PROBLEM STATEMENT:
Copy the lines below exactly, from the line with "Locate the twisting" to the line with "[194,273,700,466]", and nothing else.

RECORDS:
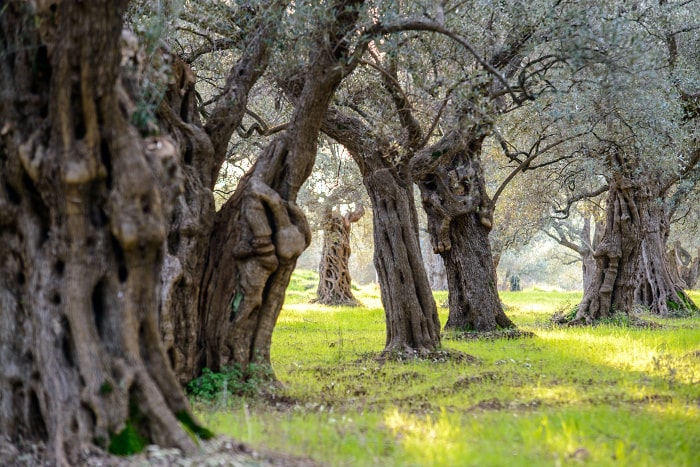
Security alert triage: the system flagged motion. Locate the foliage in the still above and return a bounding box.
[196,272,700,466]
[108,420,146,456]
[187,363,272,402]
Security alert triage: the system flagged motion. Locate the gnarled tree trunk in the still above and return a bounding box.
[316,205,365,306]
[411,132,514,331]
[363,158,440,355]
[323,110,440,356]
[0,0,206,465]
[158,0,286,384]
[420,237,447,290]
[635,181,697,316]
[194,0,362,371]
[573,173,650,324]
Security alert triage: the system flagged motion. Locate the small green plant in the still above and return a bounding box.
[600,311,632,328]
[187,363,272,401]
[108,420,146,456]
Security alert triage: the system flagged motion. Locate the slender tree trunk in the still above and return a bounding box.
[323,110,440,357]
[316,205,365,306]
[0,0,206,465]
[668,242,700,289]
[199,0,362,371]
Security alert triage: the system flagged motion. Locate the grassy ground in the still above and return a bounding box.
[198,273,700,466]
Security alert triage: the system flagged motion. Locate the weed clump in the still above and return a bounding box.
[187,363,274,402]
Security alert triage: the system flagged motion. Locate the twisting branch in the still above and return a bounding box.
[554,184,609,219]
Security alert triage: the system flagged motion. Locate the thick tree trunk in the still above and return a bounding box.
[635,179,697,316]
[364,161,440,356]
[573,174,650,324]
[0,0,206,465]
[199,0,361,371]
[580,216,604,295]
[411,131,514,332]
[441,215,514,332]
[323,110,440,357]
[158,7,286,385]
[316,205,365,306]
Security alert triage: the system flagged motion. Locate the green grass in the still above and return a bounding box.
[194,273,700,466]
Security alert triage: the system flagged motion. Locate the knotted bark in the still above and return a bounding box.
[0,1,207,465]
[199,0,362,371]
[316,205,365,306]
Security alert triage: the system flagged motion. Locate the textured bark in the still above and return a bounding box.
[158,1,285,384]
[421,240,448,290]
[635,181,697,316]
[580,217,604,295]
[316,205,365,306]
[199,1,361,371]
[668,243,700,289]
[411,127,514,332]
[573,174,650,324]
[545,216,603,295]
[0,0,205,465]
[323,110,440,356]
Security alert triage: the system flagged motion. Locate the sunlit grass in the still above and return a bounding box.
[196,273,700,466]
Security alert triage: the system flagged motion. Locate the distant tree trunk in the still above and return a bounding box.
[0,0,206,465]
[316,205,365,306]
[199,0,362,371]
[323,110,440,356]
[411,128,514,331]
[421,239,447,290]
[576,216,603,295]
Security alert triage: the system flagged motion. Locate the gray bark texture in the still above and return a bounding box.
[199,0,362,371]
[411,126,514,332]
[316,205,365,306]
[0,0,206,465]
[323,110,440,357]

FINAL RESULT:
Security alert triage: the system flagged motion. Locate the twisting branch in the still above and return a bounding box.
[554,184,609,219]
Security alert triage: the system flagged motion. Locate the thick tree trunk in the still above and return a bounding box.
[635,179,697,316]
[364,161,440,356]
[573,174,650,324]
[0,0,206,465]
[199,0,361,371]
[580,216,604,295]
[411,131,514,332]
[441,215,514,332]
[323,110,440,357]
[158,7,286,385]
[316,205,365,306]
Security alert triage: the system flagged motion. Locate the green grass in the still above and return a bounding box.
[194,273,700,466]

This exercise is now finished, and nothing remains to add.